- _Texte cité_:

^^^^^^^^

Mon père est originaire de Sicile. J’adore ces chansons, elles sont très belles. Je ne voulais pas les enregistrer avec un orchestre ; je préférais quelque chose de plus intime. J’ai choisi un groupe constitué d’une guitare, une basse, une mandoline et des percussions. Pour moi, ce fut l’accomplissement d’un projet motivé par la passion. Je ne l’ai fait que pour mon propre plaisir. Nous avons commencé à donner quelques concerts, et même les gens qui ne proviennent pas de Sicile pouvaient ressentir la nostalgie et toutes les émotions contenues dans cette musique. Quand vous entendez la mandoline, vous ne pouvez vous empêcher de sourire. J’ai finalement eu mon groupe de rock !
En 2010, vous avez créé Il Postino de Daniel Catán au Los Angeles Opera, avec Plácido Domingo. Quel souvenir en gardez-vous ?
C’était très intéressant de créer une nouvelle œuvre, quoi qu’il en soit, et de pouvoir travailler avec son compositeur. Nous souhaitons tous pouvoir parler à Verdi ! Discuter avec Daniel Catán du rôle fut vraiment intéressant. Lorsque je rencontrais un problème avec quelques notes, je lui en parlais et le lendemain, il avait adapté la partition pour que ce soit vocalement plus confortable. On ne peut pas faire ça avec Verdi ! On me tuerait ! Plácido Domingo est l’un de mes héros. Il est aussi une source d’inspiration : il est une légende, il a chanté à peu près tout, mais il continue de vouloir apprendre. Dans une des scènes d’Il Postino, j’ai un si aigu pianissimo, et j’ai la chance d’avoir un talent naturel pour faire les pianissimi. Placido m’a demandé comment je faisais ! Au début j’étais surpris. Puis j’ai essayé d’expliquer du mieux que je pouvais !
Etes-vous sensible à la critique ?

^^^^^^^^

- _But de l'exercice_: Relevez tous les instruments qui composent le groupe choisi pour enregistrer les chansons dans l'entretien. Les données qui suivent n'ont aucun lien avec l'entretien.

Une série de données:
^^^^^^^^

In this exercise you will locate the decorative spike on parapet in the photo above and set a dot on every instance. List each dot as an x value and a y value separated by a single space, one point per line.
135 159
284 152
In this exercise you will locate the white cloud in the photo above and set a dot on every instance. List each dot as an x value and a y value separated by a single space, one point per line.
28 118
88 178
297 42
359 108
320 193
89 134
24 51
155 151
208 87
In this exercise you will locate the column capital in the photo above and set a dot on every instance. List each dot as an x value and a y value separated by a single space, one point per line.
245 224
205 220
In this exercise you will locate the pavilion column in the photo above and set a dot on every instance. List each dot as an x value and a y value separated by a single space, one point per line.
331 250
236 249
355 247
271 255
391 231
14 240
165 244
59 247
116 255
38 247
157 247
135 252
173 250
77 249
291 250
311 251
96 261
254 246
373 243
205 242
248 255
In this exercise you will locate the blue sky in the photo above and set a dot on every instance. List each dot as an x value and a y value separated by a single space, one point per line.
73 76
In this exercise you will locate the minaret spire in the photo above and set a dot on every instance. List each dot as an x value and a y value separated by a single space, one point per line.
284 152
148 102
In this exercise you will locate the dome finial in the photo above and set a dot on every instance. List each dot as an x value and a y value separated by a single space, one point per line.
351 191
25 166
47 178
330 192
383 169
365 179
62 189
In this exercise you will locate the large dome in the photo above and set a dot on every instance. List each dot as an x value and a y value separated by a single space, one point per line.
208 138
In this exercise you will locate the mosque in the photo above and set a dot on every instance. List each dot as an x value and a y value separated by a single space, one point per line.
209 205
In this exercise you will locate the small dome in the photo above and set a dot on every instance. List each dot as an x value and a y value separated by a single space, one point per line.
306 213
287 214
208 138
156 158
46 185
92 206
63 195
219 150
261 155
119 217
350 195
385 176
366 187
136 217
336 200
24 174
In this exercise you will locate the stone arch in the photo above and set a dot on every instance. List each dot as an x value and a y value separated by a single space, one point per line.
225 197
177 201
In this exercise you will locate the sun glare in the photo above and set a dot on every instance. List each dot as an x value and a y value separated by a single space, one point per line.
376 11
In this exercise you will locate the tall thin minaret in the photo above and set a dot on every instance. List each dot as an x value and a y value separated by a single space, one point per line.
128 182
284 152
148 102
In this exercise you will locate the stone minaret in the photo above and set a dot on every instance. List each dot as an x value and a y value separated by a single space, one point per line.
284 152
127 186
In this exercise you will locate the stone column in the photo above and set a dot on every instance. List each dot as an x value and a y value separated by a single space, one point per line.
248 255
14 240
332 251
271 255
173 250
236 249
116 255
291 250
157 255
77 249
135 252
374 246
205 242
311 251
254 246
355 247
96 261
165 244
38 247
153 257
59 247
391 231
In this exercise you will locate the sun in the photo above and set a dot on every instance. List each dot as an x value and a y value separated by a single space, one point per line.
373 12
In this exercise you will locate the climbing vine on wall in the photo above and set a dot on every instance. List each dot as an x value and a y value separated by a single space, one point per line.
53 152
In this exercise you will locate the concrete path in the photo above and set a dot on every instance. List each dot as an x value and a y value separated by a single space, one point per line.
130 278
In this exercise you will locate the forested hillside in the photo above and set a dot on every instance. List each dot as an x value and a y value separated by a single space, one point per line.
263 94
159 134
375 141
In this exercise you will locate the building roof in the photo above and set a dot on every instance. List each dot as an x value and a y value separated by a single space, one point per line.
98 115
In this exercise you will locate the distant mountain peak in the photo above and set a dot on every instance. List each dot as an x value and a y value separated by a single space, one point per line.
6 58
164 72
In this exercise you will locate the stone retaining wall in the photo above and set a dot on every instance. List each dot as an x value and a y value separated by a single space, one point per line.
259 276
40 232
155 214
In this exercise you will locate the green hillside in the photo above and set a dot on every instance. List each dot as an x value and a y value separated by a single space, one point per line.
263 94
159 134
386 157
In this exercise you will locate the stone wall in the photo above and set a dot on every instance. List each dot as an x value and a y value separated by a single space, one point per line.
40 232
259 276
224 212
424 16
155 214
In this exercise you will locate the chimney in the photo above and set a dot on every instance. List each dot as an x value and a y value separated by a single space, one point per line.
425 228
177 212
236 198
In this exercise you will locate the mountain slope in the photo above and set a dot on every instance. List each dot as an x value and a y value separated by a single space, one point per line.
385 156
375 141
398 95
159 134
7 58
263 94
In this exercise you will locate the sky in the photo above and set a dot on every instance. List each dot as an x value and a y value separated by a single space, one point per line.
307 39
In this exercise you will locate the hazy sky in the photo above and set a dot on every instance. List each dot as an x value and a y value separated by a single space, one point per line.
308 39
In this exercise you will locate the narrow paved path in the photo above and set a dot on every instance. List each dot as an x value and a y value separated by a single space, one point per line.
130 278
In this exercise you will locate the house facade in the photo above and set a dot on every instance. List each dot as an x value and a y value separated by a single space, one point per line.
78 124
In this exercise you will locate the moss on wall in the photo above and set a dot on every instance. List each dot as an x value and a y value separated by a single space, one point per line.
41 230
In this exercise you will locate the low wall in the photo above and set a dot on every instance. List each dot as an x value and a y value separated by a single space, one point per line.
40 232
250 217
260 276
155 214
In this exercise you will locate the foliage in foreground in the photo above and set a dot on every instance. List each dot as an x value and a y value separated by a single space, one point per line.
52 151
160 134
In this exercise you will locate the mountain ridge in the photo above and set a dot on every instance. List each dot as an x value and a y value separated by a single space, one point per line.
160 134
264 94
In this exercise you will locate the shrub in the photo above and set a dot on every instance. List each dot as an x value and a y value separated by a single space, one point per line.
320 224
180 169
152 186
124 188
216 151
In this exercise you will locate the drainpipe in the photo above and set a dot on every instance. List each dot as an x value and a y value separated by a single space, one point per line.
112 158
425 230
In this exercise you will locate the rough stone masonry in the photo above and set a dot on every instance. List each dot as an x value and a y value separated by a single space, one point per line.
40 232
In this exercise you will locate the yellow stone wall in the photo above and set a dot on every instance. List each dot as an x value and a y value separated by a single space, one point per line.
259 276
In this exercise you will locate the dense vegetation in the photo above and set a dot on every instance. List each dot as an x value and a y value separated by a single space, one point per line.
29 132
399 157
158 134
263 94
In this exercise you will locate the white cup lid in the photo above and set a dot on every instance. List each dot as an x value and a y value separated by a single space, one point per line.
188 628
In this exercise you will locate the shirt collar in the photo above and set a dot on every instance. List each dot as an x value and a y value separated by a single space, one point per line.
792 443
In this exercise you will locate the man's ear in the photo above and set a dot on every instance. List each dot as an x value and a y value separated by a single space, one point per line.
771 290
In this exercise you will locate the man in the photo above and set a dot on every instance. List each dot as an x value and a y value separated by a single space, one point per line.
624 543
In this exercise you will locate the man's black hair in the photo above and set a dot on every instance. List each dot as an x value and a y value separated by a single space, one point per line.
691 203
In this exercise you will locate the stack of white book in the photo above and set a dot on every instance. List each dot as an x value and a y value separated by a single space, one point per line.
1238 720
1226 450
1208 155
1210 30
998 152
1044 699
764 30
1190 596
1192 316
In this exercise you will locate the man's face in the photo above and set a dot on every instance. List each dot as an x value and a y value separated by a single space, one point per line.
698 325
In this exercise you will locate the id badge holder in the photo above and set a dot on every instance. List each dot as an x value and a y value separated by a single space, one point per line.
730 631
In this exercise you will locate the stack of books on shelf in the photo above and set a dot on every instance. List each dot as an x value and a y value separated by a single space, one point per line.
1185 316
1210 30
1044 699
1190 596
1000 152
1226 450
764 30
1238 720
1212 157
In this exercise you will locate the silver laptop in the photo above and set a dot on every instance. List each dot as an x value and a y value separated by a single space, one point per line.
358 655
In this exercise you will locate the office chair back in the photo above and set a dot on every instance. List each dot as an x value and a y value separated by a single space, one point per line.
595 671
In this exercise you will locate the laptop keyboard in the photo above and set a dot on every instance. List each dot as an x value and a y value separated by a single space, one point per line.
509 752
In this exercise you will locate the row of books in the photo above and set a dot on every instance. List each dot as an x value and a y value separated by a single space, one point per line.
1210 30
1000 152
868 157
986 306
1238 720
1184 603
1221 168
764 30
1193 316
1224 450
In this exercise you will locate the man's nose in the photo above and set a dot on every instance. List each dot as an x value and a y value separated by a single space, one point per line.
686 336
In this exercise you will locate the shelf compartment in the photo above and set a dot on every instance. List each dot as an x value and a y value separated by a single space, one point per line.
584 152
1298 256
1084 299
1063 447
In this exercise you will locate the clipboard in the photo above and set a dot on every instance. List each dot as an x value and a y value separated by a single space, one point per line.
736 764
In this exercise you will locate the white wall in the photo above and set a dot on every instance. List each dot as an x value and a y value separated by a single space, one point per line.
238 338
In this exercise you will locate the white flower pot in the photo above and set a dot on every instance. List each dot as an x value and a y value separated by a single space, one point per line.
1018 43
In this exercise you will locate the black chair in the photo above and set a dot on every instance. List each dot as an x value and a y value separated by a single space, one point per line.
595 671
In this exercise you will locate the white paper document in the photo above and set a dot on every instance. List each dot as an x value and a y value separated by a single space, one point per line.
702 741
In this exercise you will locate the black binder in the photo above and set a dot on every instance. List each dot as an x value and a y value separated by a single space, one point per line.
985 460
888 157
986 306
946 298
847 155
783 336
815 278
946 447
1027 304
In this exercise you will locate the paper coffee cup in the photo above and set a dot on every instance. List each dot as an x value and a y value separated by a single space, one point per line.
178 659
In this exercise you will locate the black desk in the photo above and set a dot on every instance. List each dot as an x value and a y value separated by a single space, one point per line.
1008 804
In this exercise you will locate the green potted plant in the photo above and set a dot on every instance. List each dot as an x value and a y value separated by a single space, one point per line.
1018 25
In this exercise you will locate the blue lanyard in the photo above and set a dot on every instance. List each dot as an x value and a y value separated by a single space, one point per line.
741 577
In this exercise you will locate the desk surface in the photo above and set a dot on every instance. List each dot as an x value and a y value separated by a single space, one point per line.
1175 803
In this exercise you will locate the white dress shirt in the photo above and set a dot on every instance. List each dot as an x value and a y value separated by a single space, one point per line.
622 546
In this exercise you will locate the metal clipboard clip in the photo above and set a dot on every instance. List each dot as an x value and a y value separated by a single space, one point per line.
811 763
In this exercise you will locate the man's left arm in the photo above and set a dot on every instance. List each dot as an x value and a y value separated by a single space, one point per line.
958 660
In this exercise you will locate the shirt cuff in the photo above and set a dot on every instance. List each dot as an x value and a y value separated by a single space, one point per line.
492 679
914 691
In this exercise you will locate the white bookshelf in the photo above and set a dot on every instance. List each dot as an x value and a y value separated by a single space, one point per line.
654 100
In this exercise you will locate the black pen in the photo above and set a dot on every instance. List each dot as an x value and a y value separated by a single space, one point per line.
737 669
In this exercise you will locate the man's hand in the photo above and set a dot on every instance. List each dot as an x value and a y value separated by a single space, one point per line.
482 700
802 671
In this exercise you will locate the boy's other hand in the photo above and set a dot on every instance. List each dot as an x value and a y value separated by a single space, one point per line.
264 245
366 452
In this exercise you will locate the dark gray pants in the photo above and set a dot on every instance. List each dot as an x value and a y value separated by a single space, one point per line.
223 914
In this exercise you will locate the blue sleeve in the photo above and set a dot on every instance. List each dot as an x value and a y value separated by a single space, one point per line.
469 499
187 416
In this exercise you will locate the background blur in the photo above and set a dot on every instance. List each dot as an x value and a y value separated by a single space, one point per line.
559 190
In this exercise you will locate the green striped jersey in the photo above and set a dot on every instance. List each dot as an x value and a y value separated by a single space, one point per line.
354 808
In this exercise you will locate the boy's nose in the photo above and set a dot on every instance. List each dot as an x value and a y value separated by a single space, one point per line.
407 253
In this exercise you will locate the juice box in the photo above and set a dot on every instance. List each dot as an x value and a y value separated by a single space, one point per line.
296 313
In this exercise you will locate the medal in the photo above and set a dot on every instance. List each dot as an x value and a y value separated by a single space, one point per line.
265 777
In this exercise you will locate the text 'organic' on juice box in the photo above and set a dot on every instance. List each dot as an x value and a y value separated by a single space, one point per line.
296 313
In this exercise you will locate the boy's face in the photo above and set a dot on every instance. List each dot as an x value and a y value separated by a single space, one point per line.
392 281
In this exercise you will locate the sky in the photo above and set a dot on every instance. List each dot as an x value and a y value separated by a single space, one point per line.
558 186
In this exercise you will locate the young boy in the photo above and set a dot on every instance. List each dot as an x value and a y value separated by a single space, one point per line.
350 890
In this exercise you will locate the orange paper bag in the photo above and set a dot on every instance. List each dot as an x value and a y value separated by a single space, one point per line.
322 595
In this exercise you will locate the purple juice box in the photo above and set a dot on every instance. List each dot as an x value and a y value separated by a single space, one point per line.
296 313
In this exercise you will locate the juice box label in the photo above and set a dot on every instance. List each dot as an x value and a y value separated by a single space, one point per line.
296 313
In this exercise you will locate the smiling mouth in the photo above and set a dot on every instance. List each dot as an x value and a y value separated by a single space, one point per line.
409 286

^^^^^^^^

- _Corrigé_: Une guitare, une basse, une mandoline et des percussions.